[Stored data entries]
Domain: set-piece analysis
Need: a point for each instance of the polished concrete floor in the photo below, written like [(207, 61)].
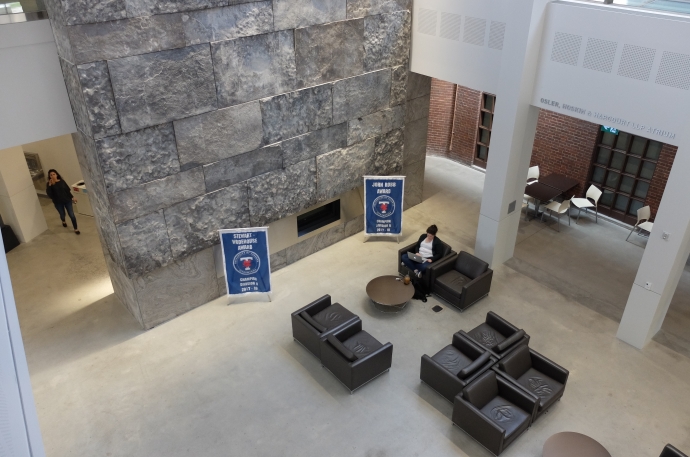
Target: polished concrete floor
[(229, 380)]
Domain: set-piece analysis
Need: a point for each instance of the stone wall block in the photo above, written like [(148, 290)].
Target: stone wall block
[(145, 243), (254, 67), (277, 194), (127, 37), (312, 144), (342, 170), (156, 195), (76, 98), (177, 288), (135, 158), (386, 40), (86, 11), (361, 95), (163, 86), (329, 52), (193, 224), (219, 24), (214, 136), (417, 85), (290, 14), (99, 99), (239, 168), (361, 8), (295, 113), (388, 153)]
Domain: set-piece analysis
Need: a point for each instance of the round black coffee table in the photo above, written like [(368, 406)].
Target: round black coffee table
[(389, 294)]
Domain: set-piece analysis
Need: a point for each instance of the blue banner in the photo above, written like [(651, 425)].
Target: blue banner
[(246, 260), (383, 198)]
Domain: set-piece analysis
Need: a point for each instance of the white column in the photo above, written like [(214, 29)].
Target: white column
[(512, 134), (19, 204), (663, 259)]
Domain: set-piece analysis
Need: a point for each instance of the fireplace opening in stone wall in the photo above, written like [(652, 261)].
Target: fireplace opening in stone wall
[(317, 218)]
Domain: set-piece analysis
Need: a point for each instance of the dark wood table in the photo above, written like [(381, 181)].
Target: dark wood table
[(572, 444), (563, 183), (540, 192), (389, 293)]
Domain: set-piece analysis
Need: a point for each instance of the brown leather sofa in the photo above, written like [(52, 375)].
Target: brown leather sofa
[(461, 280), (426, 276), (317, 320), (494, 411), (497, 335), (354, 356), (455, 366), (535, 374)]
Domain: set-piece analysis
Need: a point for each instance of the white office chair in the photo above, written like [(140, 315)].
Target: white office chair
[(558, 208), (643, 215), (591, 200)]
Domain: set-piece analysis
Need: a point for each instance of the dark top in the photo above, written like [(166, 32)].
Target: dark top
[(59, 192), (436, 247)]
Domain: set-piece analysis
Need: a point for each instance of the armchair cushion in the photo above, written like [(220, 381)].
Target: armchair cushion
[(362, 344), (469, 265)]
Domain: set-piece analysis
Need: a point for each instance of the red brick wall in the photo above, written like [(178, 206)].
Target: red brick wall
[(440, 116), (564, 145)]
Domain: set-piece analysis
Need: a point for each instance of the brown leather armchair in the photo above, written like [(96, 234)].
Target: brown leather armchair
[(497, 335), (354, 356), (461, 280), (318, 319), (426, 276), (494, 411), (535, 374), (455, 366)]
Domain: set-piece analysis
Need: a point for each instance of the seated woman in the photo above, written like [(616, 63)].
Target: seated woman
[(429, 248)]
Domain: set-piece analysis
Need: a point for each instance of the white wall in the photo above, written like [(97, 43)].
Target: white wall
[(33, 100), (19, 204), (58, 153)]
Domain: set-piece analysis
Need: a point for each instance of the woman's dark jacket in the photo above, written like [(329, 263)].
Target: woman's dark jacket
[(436, 247), (59, 192)]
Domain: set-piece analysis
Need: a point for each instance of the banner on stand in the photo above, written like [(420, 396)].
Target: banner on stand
[(246, 260), (383, 199)]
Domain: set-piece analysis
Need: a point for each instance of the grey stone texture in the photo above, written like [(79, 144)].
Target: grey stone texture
[(85, 11), (417, 108), (183, 285), (163, 86), (296, 113), (193, 224), (399, 85), (361, 95), (361, 8), (314, 143), (386, 40), (145, 243), (415, 141), (241, 167), (290, 14), (375, 124), (135, 158), (277, 194), (417, 85), (127, 37), (388, 153), (254, 67), (155, 195), (342, 170), (218, 134), (99, 99), (228, 23), (325, 53)]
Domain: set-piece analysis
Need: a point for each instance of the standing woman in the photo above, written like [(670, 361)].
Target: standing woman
[(62, 197)]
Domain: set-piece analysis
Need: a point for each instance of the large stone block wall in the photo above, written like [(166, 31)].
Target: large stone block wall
[(198, 115)]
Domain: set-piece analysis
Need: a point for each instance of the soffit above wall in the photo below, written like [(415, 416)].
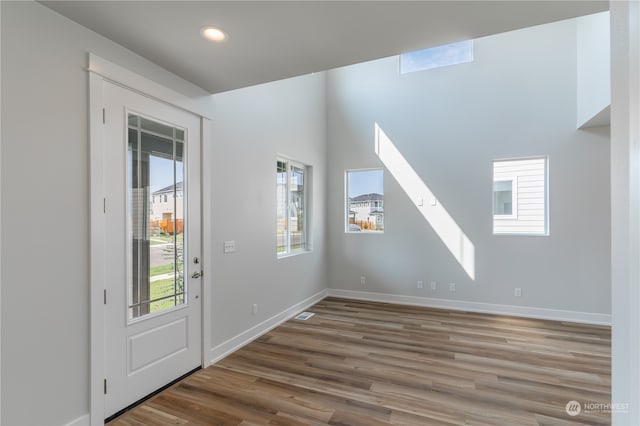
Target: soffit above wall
[(272, 40)]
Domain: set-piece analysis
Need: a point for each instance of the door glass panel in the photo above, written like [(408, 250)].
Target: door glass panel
[(155, 231)]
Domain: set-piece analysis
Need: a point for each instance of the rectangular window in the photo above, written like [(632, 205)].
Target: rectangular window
[(520, 196), (292, 196), (365, 201), (435, 57)]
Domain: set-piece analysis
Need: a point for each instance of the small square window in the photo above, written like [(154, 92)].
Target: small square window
[(520, 203), (504, 198)]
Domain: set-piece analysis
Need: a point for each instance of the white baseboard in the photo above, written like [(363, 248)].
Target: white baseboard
[(81, 421), (225, 348), (488, 308)]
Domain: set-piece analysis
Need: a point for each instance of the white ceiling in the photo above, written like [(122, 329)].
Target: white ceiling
[(273, 40)]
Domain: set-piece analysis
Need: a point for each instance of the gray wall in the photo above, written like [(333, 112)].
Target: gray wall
[(251, 127), (517, 99), (45, 206)]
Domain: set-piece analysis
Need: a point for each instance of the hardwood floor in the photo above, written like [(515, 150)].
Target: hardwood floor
[(362, 363)]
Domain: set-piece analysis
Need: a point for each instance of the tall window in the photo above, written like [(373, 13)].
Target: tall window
[(292, 201), (365, 201), (520, 196)]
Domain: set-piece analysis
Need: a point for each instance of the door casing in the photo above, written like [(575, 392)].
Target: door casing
[(101, 70)]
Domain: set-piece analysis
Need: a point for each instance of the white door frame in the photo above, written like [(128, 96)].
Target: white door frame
[(101, 70)]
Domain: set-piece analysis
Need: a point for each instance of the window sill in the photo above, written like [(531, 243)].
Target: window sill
[(293, 254)]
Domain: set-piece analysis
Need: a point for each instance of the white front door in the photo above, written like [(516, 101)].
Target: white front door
[(152, 206)]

WHAT YOU ARE ASKED TO DO.
Note every line of the records that holds the word "below", and copy it.

OUTPUT OF THE EXERCISE.
Need: a point for each instance of the polished concrete floor in the photo below, written like [(207, 61)].
Need: a point for each instance of the soffit above wall in the photo below, written like [(415, 416)].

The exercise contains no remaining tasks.